**Page:**
········

Consider the ciphertext as the distribution.- Hybrid 0: $D$ gets access to the Left oracle.

$c=(x,y=f_k(x)\oplus m_L)$ - Hybrid 1: Replace $f_k$ by a random function.

$c=(x,y=r_x\oplus m_L)$ - Hybrid 2: Replace $f_k$ by a random function.

$c=(x,y=r_x)$ - Hybrid 3: Replace $f_k$ by a random function (like Hybrid 1).

$c=(x,y=r_x\oplus m_R)$ - Hybrid 4: $D$ gets access to the Right oracle (like Hybrid 0).

$c=(x,y=f_k(x)\oplus m_R)$

- Hybrid 0: $D$ gets access to the Left oracle.
- The thing we
**want to prove**is that__Hybrid 0 and Hybrid 4 are indistinguishable.__ - Prove
**Hybrid 0 = Hybrid 1**(and**Hybrid 4 = Hybrid 3**).- It can be proved by
**PRF security**. - The definition of PRF indicates $D$ cannot distinguish from the pseudorandom world and the random world.

- It can be proved by
- Prove
**Hybrid 1 = Hybrid 2**(and**Hybrid 3 = Hybrid 2**).- It can be proven by
**birthday paradox.** - Suppose $D$ has asked the oracle for $q$ times and gets $q$ ciphertexts.
- The oracle in Hybrid 2 only outputs the function value $r_x$ without $\oplus$ operation.

If $D$ gets two same ciphertexts, $D$ knows that she is interacting with the oracle in Hybrid 2. - The oracle in Hybrid 1 is one-time pad.

········

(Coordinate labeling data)
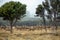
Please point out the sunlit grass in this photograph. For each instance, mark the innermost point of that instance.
(30, 35)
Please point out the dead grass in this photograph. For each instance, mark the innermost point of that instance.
(30, 35)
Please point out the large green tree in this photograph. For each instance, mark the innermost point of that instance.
(12, 11)
(53, 9)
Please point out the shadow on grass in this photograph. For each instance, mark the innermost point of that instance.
(54, 34)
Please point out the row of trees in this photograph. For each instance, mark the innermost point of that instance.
(12, 11)
(53, 9)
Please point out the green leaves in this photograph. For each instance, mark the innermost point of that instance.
(13, 10)
(39, 10)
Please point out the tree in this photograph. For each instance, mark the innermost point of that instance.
(40, 12)
(12, 11)
(53, 8)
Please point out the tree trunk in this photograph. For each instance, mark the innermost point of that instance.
(44, 22)
(55, 21)
(11, 27)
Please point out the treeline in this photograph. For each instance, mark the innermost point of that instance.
(14, 11)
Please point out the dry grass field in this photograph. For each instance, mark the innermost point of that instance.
(30, 34)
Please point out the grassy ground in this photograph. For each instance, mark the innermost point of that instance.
(30, 35)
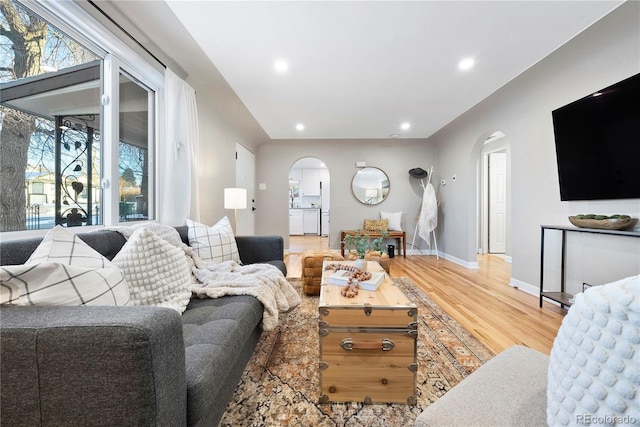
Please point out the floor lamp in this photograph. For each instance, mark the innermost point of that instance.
(235, 198)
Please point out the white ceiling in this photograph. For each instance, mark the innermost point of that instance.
(358, 69)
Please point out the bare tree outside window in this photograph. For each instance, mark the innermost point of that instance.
(31, 47)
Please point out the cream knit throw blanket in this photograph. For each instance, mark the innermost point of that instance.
(263, 281)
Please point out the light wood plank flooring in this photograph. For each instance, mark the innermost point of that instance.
(480, 299)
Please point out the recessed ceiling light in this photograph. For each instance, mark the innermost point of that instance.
(466, 64)
(280, 66)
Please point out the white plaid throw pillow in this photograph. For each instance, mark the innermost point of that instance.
(215, 243)
(63, 270)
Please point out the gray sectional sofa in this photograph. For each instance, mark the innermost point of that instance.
(127, 365)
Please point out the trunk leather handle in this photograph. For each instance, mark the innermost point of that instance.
(349, 344)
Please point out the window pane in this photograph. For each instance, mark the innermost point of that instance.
(47, 78)
(134, 150)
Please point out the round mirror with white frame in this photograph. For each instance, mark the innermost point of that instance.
(370, 186)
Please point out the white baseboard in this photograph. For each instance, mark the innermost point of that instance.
(448, 257)
(467, 264)
(526, 287)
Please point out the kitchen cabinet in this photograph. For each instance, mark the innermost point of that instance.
(310, 185)
(311, 221)
(296, 222)
(324, 223)
(295, 174)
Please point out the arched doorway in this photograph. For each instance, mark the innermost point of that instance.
(309, 198)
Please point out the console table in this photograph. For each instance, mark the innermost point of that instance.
(400, 236)
(566, 299)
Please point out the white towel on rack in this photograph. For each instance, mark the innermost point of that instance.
(429, 212)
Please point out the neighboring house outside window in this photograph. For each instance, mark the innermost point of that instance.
(65, 116)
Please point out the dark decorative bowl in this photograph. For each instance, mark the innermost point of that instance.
(607, 224)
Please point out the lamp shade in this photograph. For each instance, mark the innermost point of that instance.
(235, 198)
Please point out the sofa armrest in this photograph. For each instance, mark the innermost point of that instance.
(260, 249)
(92, 366)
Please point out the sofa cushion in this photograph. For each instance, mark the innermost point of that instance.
(508, 390)
(220, 335)
(215, 243)
(156, 271)
(63, 270)
(593, 367)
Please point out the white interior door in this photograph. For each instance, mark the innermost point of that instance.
(497, 202)
(245, 178)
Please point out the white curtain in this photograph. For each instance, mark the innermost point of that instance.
(179, 169)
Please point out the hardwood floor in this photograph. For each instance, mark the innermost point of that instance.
(480, 299)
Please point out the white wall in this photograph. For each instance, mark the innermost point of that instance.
(394, 156)
(605, 53)
(223, 120)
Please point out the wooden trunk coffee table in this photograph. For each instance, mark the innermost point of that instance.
(367, 343)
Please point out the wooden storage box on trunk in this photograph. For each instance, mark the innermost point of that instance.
(367, 344)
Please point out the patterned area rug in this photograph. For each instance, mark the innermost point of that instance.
(280, 385)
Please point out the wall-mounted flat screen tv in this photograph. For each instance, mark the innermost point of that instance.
(598, 144)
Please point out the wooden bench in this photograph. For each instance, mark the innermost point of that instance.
(400, 236)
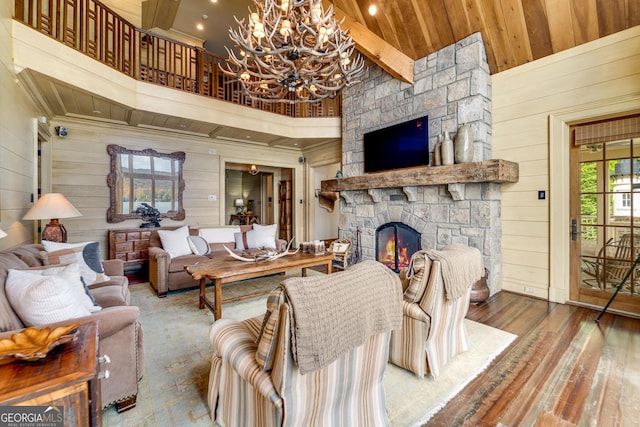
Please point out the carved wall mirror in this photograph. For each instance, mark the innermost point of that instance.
(145, 176)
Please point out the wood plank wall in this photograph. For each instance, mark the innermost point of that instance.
(17, 135)
(80, 165)
(601, 78)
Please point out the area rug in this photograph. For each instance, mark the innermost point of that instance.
(173, 390)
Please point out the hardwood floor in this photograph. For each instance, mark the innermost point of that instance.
(564, 369)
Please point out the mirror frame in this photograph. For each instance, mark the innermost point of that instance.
(114, 151)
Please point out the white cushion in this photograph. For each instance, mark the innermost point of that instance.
(70, 273)
(199, 245)
(266, 235)
(248, 237)
(86, 254)
(39, 300)
(219, 234)
(176, 242)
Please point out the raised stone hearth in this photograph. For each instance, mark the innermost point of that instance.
(452, 87)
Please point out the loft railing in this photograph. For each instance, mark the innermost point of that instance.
(92, 28)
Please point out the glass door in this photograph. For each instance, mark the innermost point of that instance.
(605, 219)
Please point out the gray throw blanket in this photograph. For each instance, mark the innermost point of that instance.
(330, 315)
(462, 266)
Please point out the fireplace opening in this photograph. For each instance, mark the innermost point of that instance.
(395, 244)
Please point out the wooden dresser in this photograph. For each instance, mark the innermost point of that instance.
(66, 377)
(130, 245)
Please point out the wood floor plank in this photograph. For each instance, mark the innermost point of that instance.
(562, 370)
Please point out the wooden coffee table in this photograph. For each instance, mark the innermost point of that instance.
(227, 269)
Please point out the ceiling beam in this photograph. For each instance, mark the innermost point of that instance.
(159, 13)
(376, 49)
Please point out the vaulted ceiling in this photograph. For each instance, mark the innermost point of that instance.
(514, 31)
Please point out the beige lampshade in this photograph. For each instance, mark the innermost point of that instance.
(52, 205)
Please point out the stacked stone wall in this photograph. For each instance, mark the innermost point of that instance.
(453, 87)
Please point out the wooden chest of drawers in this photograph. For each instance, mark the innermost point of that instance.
(130, 245)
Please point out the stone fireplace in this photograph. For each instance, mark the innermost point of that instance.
(452, 87)
(395, 243)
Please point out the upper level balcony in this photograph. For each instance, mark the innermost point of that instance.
(84, 37)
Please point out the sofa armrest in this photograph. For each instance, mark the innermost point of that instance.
(232, 342)
(414, 311)
(112, 320)
(113, 267)
(281, 245)
(159, 260)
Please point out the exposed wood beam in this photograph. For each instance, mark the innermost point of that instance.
(376, 49)
(159, 13)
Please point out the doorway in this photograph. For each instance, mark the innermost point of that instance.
(605, 213)
(253, 196)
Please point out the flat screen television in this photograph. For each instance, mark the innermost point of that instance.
(399, 146)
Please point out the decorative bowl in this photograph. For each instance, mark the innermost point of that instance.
(35, 343)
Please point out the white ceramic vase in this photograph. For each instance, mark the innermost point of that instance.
(446, 149)
(463, 147)
(437, 152)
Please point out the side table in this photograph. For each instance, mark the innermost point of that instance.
(66, 377)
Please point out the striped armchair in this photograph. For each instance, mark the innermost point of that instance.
(432, 331)
(255, 379)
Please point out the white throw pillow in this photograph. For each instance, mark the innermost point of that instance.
(266, 235)
(86, 254)
(199, 245)
(176, 242)
(39, 300)
(70, 273)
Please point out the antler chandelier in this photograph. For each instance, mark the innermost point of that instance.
(292, 52)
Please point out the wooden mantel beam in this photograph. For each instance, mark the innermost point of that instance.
(500, 171)
(376, 49)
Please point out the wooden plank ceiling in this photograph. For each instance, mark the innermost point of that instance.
(514, 31)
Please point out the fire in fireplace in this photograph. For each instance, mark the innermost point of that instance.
(395, 243)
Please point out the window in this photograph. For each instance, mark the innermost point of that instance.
(141, 177)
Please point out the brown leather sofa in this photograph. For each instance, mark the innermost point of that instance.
(119, 330)
(168, 274)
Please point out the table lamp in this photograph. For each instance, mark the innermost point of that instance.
(239, 203)
(52, 206)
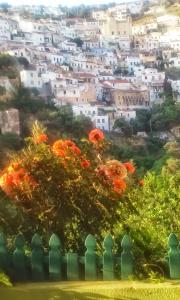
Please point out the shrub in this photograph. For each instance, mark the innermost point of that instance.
(65, 188)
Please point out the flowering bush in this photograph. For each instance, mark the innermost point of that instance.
(64, 186)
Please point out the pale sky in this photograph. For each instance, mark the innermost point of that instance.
(60, 2)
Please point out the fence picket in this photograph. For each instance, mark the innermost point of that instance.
(174, 257)
(108, 259)
(90, 258)
(4, 257)
(37, 259)
(72, 266)
(19, 259)
(126, 258)
(55, 258)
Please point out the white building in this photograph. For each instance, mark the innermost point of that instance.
(31, 79)
(100, 121)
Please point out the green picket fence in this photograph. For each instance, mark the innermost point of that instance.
(37, 265)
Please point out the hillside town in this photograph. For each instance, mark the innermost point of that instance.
(106, 66)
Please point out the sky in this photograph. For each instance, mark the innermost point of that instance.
(60, 2)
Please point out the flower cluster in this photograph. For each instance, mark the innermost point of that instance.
(74, 163)
(62, 148)
(16, 177)
(116, 173)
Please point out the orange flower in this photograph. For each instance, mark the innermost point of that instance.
(76, 150)
(141, 182)
(85, 163)
(42, 138)
(15, 165)
(115, 169)
(119, 185)
(96, 135)
(69, 143)
(129, 167)
(59, 148)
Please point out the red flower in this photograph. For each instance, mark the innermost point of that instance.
(42, 138)
(76, 150)
(119, 185)
(62, 148)
(69, 143)
(85, 163)
(129, 167)
(96, 135)
(141, 182)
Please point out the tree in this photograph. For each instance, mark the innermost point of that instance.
(166, 115)
(23, 100)
(64, 188)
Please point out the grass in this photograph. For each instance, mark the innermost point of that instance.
(128, 290)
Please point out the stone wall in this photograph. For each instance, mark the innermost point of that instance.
(9, 121)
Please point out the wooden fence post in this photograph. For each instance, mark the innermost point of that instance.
(72, 266)
(55, 258)
(19, 259)
(90, 258)
(126, 258)
(108, 259)
(4, 256)
(174, 257)
(37, 259)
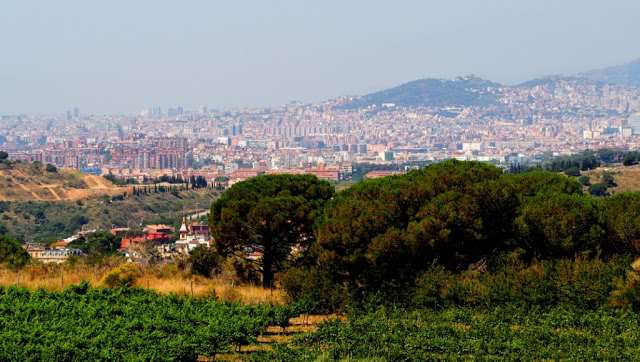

········

**Aim:** Repeat, word for word, everything in the cryptography notes above from "- The thing" down to "gets $q$ ciphertexts.".

**Solution to the exercise:**
- The thing we
**want to prove**is that__Hybrid 0 and Hybrid 4 are indistinguishable.__ - Prove
**Hybrid 0 = Hybrid 1**(and**Hybrid 4 = Hybrid 3**).- It can be proved by
**PRF security**. - The definition of PRF indicates $D$ cannot distinguish from the pseudorandom world and the random world.

- It can be proved by
- Prove
**Hybrid 1 = Hybrid 2**(and**Hybrid 3 = Hybrid 2**).- It can be proven by
**birthday paradox.** - Suppose $D$ has asked the oracle for $q$ times and gets $q$ ciphertexts.